* [Problem to work on]:
Find and return every line of the data that contains the word "background".

─── Extracted entries ───

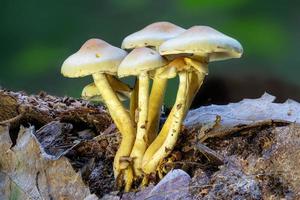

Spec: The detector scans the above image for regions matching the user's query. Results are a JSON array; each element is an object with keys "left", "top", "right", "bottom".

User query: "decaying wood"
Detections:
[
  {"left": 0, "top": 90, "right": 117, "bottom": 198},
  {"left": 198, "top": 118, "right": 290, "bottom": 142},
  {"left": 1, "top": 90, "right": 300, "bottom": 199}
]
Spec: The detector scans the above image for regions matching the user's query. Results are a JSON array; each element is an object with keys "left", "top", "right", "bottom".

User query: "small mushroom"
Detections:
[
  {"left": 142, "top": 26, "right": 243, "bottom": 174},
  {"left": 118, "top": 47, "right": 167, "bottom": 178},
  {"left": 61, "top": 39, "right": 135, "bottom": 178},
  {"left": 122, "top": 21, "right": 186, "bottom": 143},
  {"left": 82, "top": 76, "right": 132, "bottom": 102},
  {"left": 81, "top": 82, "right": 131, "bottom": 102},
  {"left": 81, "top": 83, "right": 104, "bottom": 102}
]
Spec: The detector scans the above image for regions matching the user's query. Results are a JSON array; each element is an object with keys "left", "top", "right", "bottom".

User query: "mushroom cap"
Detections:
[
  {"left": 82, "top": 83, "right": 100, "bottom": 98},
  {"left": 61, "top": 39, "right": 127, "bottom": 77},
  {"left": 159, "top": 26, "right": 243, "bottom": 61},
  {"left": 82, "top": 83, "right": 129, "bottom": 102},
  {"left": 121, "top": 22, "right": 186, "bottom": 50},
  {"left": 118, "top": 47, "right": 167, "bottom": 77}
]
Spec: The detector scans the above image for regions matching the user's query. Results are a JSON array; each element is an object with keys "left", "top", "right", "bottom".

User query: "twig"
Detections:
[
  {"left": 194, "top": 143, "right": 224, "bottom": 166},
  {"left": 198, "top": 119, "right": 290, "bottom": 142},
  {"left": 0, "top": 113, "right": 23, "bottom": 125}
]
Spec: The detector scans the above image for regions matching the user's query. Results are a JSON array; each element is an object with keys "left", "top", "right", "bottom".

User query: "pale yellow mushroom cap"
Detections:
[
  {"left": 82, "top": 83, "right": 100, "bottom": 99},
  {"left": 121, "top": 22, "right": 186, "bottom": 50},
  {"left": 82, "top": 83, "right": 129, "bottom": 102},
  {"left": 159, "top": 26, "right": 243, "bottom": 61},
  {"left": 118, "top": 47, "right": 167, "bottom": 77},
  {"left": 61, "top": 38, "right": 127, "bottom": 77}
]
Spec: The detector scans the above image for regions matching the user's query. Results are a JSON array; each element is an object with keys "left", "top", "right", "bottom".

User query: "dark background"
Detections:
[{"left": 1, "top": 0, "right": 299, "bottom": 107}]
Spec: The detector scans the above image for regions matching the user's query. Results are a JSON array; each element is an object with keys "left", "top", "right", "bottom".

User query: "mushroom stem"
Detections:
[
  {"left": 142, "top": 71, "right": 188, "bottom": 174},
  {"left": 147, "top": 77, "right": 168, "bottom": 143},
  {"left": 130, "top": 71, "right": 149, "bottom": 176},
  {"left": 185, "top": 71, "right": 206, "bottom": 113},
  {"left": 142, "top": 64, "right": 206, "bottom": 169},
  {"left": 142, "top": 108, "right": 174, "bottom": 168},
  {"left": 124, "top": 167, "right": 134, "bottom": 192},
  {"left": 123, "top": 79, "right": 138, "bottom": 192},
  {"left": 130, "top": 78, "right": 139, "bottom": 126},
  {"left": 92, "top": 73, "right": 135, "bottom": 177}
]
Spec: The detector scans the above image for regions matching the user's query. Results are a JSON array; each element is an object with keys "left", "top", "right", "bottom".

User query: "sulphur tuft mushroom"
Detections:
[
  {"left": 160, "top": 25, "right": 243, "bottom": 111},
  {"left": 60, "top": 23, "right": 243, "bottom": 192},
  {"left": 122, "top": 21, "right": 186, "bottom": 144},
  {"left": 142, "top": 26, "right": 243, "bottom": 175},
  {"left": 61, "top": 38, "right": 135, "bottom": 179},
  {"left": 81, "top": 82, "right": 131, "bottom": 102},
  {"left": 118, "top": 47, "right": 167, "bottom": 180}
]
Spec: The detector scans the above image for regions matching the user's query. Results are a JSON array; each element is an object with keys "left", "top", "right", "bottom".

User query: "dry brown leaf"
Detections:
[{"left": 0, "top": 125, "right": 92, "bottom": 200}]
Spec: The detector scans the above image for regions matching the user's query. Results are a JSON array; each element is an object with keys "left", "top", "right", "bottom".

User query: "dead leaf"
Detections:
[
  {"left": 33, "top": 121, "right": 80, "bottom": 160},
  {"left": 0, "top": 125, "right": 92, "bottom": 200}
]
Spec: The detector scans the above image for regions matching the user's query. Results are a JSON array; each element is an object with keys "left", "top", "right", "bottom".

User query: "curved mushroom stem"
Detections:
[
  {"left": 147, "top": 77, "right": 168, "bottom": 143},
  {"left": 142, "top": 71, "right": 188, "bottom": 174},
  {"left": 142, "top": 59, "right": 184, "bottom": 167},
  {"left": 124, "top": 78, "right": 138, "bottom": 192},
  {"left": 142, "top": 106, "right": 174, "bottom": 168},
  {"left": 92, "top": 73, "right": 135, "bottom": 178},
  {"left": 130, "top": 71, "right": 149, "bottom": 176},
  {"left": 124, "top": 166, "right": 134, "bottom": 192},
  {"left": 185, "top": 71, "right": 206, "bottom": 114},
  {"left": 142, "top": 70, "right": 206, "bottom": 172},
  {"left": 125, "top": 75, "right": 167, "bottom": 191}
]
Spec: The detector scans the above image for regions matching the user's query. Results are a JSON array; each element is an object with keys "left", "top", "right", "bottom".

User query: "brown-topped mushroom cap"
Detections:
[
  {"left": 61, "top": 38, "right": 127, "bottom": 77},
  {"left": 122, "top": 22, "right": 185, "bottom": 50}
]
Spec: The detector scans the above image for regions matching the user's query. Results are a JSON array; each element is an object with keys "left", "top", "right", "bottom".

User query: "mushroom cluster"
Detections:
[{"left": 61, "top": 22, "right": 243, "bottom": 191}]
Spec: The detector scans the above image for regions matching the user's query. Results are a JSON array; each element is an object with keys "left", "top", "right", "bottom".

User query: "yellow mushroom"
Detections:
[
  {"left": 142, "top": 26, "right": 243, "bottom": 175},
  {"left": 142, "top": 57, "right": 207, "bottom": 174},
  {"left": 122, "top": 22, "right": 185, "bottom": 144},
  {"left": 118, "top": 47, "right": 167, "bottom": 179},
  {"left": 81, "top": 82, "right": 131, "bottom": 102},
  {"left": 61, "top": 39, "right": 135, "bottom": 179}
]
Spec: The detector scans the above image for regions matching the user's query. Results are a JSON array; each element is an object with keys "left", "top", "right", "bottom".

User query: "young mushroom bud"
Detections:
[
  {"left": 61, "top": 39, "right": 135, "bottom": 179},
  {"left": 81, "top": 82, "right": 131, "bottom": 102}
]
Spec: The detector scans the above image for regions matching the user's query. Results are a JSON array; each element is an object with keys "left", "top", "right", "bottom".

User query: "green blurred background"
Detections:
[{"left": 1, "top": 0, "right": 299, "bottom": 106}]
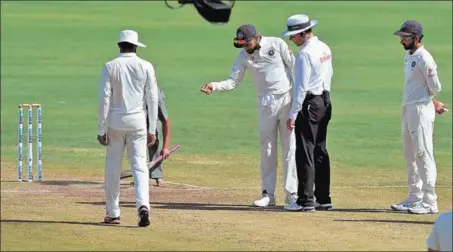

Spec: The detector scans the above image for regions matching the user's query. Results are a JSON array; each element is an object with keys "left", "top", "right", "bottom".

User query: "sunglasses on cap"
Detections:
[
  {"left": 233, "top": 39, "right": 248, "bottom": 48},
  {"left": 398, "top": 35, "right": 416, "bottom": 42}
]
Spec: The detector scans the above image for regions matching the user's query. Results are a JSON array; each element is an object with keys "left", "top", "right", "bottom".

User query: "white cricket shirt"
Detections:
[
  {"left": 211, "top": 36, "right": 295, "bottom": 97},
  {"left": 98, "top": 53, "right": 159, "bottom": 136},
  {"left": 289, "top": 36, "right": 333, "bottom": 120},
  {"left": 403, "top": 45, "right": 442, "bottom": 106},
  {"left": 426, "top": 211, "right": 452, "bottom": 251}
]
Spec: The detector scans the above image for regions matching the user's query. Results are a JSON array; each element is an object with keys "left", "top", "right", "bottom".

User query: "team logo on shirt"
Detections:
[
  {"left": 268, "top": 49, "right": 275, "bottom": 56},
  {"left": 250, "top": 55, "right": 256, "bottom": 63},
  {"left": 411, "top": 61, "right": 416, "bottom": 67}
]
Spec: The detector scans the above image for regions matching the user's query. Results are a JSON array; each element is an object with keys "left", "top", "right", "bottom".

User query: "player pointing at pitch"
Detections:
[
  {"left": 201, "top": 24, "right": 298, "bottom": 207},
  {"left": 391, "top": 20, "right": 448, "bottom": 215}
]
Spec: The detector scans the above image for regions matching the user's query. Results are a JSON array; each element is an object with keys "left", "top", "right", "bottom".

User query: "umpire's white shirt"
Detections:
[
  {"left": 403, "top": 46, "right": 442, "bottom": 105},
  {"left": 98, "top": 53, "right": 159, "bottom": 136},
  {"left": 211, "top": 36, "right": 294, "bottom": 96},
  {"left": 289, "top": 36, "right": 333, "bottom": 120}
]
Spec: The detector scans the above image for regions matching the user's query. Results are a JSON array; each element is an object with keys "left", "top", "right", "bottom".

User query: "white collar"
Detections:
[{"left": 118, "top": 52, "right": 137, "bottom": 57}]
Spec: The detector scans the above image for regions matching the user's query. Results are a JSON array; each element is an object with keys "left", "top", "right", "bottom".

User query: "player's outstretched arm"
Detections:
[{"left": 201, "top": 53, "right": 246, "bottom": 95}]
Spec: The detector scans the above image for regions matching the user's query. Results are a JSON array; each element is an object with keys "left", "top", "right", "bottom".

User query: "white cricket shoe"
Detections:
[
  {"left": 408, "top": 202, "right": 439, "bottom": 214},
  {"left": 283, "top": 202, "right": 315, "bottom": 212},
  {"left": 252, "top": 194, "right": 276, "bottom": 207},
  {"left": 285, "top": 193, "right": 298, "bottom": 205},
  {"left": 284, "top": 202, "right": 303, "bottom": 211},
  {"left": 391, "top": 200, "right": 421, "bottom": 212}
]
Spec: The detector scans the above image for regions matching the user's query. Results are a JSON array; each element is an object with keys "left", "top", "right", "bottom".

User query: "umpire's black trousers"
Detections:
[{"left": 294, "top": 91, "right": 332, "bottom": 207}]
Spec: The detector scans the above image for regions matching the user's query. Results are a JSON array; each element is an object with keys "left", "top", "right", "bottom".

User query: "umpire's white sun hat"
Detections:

───
─── Extracted entries ───

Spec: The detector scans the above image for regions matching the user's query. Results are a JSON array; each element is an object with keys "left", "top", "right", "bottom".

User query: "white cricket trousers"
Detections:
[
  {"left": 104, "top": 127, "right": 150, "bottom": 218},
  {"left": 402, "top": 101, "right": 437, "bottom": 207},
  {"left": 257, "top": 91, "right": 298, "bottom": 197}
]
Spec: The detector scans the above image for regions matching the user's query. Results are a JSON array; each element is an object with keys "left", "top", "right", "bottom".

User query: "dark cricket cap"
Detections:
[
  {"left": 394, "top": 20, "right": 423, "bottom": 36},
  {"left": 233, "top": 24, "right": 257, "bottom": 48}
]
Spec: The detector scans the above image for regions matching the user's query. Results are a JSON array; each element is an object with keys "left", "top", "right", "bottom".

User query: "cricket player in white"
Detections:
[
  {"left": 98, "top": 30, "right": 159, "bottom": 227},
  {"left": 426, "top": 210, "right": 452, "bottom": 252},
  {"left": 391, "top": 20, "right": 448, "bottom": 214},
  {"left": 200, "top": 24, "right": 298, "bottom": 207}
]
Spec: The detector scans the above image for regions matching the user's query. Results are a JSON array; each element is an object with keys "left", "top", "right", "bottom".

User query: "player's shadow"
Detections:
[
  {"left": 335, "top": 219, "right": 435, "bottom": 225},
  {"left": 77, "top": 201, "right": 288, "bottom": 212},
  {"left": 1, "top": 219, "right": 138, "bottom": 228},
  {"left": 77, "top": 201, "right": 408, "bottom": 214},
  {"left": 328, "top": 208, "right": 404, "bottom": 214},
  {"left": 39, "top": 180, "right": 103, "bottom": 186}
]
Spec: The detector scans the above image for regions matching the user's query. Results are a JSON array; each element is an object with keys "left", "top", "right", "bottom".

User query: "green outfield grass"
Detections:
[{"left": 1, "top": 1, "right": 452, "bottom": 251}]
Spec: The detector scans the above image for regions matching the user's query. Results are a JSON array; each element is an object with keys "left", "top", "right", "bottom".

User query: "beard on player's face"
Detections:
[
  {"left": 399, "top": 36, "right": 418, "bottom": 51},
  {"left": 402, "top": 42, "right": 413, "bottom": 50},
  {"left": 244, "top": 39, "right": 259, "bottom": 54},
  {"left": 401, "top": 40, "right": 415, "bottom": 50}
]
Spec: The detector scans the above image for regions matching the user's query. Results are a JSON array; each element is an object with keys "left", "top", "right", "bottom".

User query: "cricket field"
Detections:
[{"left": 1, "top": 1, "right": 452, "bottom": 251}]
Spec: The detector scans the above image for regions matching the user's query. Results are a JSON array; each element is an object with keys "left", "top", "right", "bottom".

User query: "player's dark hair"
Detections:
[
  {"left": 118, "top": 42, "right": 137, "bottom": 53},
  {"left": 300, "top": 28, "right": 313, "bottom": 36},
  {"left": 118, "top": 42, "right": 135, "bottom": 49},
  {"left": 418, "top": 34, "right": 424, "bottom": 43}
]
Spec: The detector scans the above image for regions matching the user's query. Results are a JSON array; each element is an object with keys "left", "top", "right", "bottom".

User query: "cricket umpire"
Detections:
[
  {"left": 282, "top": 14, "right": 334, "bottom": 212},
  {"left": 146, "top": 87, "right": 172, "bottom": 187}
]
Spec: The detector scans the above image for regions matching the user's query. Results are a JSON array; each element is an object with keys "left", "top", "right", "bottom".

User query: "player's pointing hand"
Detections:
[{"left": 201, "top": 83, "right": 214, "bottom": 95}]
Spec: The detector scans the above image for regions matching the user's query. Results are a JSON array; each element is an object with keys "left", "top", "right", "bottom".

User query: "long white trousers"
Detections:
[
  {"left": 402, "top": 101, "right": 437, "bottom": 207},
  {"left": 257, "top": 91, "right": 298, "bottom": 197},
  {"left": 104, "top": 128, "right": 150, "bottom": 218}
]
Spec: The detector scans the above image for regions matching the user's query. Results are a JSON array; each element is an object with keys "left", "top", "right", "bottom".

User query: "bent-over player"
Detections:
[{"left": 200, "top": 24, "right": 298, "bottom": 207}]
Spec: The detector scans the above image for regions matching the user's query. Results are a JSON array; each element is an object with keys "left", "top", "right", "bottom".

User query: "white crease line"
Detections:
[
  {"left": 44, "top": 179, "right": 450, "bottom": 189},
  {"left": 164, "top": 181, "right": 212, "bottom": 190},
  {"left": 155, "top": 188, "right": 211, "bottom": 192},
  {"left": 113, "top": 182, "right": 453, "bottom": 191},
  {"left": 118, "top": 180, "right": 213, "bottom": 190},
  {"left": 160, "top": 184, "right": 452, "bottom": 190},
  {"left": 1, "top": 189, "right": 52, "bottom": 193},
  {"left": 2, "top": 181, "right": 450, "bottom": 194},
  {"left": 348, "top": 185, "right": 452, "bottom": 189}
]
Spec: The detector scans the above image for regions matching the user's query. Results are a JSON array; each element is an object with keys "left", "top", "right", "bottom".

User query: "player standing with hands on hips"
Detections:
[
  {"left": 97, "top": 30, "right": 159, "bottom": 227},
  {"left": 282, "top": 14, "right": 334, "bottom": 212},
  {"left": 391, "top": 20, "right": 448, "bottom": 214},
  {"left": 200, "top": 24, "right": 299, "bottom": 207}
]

───
─── Extracted entries ───

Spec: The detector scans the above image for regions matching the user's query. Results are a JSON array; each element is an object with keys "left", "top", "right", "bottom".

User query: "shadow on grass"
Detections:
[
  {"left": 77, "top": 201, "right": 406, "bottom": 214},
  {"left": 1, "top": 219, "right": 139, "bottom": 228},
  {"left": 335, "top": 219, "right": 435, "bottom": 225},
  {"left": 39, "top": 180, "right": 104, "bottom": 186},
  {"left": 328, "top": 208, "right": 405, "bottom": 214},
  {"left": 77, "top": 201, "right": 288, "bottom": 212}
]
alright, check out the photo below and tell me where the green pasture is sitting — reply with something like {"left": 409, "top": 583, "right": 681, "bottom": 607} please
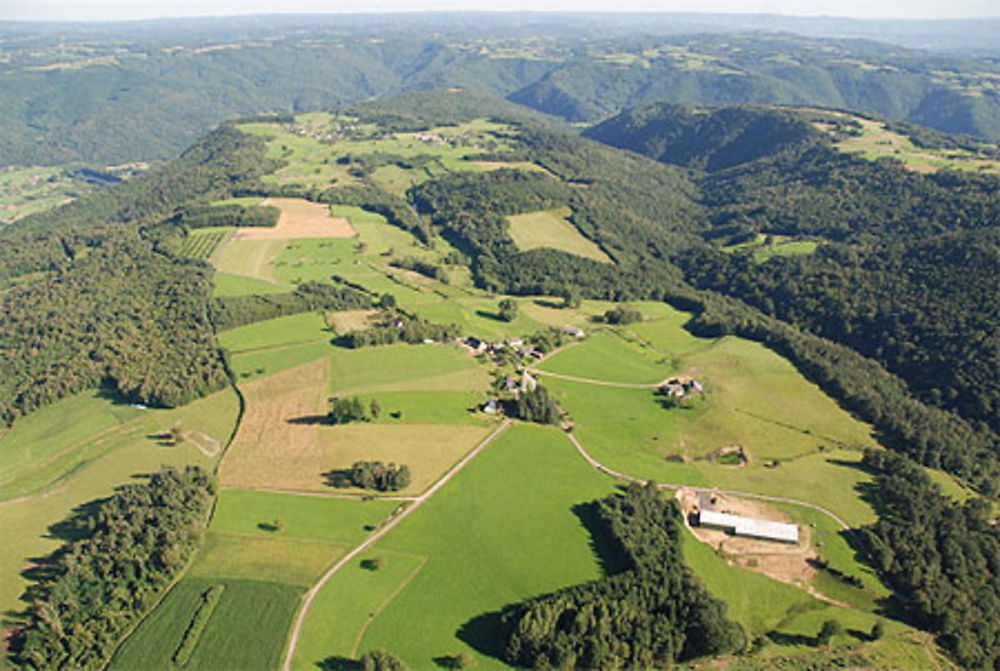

───

* [Result for this exercise]:
User query: "dark background"
User query: "green blurred background"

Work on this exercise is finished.